======== 本文抜粋

大手企業が事業のグローバル化を進める戦略を打ち出し、若手幹部候補を積極的に海外に送り出そうとしている。一方で、新人の半数は「海外で働きたくない」という調査結果がある。企業の動きが若者の「国内志向」を打ち破るきっかけになるだろうか。
高望みせず地元志向の強い「ゆとり世代」
産業能率大学が2010年4月に新卒採用された新入社員400人に「もし海外赴任を命じられたら」と尋ねたところ、「喜んで従う」と答えた人は33.0%にとどまった。
「命令ならば仕方なく従う」という人も40.0%いたが、「何とか断れるように手を尽くす」(21.8%)、「退職覚悟で断固断る」(5.3%)という回答もあったという。
また、「海外で働きたいか」という質問には、49.0%が「働きたいと思わない」と回答。理由は「リスクが高いから」「自分の能力に自信がないから」「魅力を感じないから」という回答が上位を占めている。
さまざまな社会問題があるとはいえ、大手企業に勤めていれば日本は居心地のよい場所だ。しかし、成長する新興国を含めた海外市場での競争に勝てなければ、そんな安泰の場も維持できなくなってしまうだろう。

================
======== 提示項目

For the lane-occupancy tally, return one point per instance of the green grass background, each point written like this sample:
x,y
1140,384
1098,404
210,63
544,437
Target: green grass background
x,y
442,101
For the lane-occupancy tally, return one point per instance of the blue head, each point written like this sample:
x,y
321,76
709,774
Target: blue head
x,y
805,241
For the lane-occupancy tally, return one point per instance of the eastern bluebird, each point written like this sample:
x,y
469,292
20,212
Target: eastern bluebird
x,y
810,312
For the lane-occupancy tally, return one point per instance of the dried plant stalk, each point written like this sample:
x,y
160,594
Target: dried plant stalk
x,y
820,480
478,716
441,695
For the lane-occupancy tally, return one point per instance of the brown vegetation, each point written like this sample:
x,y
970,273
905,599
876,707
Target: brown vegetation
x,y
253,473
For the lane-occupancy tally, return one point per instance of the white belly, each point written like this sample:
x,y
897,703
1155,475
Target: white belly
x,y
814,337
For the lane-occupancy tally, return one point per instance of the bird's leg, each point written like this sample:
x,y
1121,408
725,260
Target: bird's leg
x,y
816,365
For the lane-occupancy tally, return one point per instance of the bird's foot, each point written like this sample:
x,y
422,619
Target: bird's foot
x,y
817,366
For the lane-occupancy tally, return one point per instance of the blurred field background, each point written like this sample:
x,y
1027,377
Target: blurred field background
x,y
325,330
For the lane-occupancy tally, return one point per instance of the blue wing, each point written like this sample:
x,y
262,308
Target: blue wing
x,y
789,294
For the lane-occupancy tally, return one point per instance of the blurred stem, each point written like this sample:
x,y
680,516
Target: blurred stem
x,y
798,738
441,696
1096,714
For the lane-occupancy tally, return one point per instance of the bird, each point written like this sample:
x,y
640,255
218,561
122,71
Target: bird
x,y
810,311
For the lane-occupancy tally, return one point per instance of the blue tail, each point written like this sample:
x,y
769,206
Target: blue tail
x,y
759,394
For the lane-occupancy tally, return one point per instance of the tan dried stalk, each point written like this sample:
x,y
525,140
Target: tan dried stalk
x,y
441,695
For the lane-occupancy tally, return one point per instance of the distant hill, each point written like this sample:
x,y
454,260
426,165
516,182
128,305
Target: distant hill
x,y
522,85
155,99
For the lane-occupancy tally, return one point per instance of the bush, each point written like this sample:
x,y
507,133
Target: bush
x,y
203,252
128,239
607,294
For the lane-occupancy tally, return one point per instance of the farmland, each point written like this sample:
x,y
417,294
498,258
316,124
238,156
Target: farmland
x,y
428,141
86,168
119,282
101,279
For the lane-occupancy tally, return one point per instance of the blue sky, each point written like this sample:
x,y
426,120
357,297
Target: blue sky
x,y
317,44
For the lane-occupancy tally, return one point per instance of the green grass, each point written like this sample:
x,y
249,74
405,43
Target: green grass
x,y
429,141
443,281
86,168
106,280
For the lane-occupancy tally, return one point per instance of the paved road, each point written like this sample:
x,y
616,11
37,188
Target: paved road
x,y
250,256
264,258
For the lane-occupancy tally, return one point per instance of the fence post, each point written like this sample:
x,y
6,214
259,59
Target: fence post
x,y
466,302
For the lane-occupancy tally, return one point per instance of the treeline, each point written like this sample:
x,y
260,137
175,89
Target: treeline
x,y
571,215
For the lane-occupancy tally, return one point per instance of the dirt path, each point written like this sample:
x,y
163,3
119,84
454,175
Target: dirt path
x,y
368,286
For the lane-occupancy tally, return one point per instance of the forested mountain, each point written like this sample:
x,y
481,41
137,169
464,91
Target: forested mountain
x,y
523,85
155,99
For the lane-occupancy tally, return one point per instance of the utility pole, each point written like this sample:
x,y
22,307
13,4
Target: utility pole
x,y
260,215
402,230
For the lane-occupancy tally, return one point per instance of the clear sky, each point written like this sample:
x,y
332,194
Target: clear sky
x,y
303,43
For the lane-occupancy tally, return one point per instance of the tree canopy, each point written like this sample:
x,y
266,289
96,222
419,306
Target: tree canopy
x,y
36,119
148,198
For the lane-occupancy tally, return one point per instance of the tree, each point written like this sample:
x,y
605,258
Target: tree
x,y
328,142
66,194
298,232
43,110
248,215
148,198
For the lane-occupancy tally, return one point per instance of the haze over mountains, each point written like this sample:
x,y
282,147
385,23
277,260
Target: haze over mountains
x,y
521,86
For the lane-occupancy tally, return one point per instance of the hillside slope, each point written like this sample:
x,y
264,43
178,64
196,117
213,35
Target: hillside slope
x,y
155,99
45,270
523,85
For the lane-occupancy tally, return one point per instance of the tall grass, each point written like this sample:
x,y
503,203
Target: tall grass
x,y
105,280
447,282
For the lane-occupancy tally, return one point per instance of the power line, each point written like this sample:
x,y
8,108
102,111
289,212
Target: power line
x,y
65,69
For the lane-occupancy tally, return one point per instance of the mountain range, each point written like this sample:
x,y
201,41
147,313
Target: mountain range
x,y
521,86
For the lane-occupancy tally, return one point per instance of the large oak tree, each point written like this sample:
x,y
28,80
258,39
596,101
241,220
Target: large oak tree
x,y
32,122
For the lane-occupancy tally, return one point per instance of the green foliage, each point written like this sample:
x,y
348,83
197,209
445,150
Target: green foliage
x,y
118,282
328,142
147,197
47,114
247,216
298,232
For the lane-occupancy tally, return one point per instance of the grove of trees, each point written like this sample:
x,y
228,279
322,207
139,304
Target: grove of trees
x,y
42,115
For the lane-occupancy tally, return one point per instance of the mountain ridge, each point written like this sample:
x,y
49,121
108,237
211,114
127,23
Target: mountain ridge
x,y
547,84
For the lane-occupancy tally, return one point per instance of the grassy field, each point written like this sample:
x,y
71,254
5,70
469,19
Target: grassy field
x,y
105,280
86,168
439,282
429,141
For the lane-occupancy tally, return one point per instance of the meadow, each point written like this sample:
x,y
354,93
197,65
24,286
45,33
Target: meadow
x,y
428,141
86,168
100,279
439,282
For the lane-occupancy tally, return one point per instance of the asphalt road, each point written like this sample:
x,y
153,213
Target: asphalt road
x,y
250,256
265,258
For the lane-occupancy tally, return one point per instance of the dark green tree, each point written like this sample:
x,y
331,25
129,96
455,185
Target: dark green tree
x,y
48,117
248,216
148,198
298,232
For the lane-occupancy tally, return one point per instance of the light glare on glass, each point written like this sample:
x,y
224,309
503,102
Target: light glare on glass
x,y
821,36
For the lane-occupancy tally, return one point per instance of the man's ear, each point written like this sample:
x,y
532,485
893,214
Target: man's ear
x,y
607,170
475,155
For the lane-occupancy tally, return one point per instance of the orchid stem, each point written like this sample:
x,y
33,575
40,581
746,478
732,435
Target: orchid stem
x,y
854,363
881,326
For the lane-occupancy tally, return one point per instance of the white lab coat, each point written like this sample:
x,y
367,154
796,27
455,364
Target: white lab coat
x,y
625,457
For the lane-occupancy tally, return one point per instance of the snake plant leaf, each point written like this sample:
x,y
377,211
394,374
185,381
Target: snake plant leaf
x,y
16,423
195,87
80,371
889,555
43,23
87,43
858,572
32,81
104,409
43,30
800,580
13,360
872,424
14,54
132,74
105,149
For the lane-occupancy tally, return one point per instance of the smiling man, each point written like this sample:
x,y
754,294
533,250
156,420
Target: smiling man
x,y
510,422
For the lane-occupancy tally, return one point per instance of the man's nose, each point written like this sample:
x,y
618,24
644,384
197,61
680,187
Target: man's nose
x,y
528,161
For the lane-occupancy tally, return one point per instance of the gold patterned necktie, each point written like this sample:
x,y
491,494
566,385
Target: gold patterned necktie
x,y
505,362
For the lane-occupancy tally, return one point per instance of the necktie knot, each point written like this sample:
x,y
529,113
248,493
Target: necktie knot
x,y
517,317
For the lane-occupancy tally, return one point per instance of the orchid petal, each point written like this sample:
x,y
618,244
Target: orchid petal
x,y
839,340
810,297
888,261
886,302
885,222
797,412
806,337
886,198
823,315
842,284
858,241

================

新入社員の海外勤務に対する意識を扱った本文抜粋を、その最後の文に続けて書き継いでください。

想定解答:
キャリア教育プロデューサーの新田龍氏は、「ゆとり世代」の高校生や大学生に、二極化の傾向を感じているという。大手志向で、若いうちに海外で経験を積んで成長したいという人はいるものの、国内志向、地元志向が非常に強い保守的な人も少なくないという。
「保守的な学生は、高望みせず、自分が住みなれた場所の近くで大学生活を送ったり、就職したりしたいと考えている。地元に仕事はないと分かっていても、テリトリーを離れたがらない人が意外と多いんですよね」
そんな若者気質をよそに、企業側は見通し不透明な国内需要へ見切りをつけ、新興国を含む海外市場で成長を確保しようとしている。大手企業を中心に、人材面での施策を打ち出すところも出てきた。
大手企業「国内でしか働きたくない人は要らない」
アサヒビールは国際事業を担う人材を育成する「グローバル・チャレンジャーズ・プログラム」を、2010年9月から開始する。社内公募と国内研修などによって選抜された20~30代の若手社員10人を、海外7カ国の拠点に最大1年間派遣。現地で仕事の補助をしながら、海外ビジネスの経験を積ませる。
日立製作所でも、2012年春以降に入社する大学以上の新卒社員について、事務系はすべて将来海外赴任の可能性がある「グローバル要員」として採用するという。全員が海外に配属されるわけではないが、
「国内でしか働きたくないという人は要らない」
という会社の明確な意思を表しているようだ。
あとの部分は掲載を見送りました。